■ **Requirement**
Please turn the lines below into a numbered list, starting at the line containing "Phrase: green grass" and running through the final line, with both of those included. Leave out any blank lines.

■ **Listed entries**

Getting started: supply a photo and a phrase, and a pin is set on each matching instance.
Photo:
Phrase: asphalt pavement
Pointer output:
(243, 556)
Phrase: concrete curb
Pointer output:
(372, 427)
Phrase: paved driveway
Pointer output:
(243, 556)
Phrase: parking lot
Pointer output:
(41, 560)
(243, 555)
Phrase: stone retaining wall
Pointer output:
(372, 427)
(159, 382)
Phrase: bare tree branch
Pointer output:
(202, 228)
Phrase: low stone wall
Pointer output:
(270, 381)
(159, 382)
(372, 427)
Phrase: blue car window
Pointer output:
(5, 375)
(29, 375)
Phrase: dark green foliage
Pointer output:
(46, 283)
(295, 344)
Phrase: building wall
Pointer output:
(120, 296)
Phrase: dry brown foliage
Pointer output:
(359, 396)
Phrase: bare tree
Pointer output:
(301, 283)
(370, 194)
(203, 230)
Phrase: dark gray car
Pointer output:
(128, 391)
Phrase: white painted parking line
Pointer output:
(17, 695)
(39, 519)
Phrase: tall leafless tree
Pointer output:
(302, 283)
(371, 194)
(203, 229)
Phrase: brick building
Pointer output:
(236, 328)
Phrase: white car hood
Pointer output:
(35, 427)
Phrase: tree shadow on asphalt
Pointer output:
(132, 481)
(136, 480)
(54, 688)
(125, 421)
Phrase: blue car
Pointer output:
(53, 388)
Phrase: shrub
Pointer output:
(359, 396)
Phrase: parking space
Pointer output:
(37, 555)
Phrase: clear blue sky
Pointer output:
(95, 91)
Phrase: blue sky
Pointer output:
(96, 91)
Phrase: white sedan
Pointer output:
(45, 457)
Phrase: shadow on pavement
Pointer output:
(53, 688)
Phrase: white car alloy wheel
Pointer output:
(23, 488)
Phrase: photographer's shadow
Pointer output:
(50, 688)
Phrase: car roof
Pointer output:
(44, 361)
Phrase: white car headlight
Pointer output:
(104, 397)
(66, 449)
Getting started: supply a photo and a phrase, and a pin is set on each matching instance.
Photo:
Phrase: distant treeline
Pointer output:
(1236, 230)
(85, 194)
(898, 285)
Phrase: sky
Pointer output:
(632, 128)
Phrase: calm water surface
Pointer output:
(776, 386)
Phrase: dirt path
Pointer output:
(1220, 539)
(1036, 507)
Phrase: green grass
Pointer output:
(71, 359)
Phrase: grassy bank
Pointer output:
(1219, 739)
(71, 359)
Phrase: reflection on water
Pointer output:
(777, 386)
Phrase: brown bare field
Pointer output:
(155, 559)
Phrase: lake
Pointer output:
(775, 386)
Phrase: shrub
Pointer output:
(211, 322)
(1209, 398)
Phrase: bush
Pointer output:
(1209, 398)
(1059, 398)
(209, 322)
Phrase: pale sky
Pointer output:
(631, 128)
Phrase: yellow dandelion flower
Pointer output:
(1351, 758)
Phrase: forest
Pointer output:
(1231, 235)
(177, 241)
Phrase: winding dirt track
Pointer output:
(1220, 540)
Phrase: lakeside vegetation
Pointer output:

■ **Output below**
1. Phrase: green grass
2. Pointer output:
3. (71, 359)
4. Phrase: grassy bank
5. Pointer output:
6. (1219, 739)
7. (71, 359)
8. Phrase: reflection on water
9. Pointer output:
10. (777, 386)
11. Phrase: brown bare field
12. Pointer output:
13. (155, 559)
14. Phrase: lake
15. Pointer output:
16. (775, 386)
17. Phrase: shrub
18. Pointer output:
19. (211, 322)
20. (1209, 398)
21. Phrase: bush
22. Pointer output:
23. (1209, 398)
24. (1059, 398)
25. (209, 322)
26. Phrase: pale sky
27. Pointer output:
28. (631, 128)
29. Phrase: yellow dandelion flower
30. Pointer output:
31. (1351, 758)
32. Phrase: forest
33. Pointer output:
34. (1231, 235)
35. (177, 241)
36. Phrase: winding dirt track
37. Pointer output:
38. (1220, 540)
39. Phrase: lakeside vegetation
40. Pointer output:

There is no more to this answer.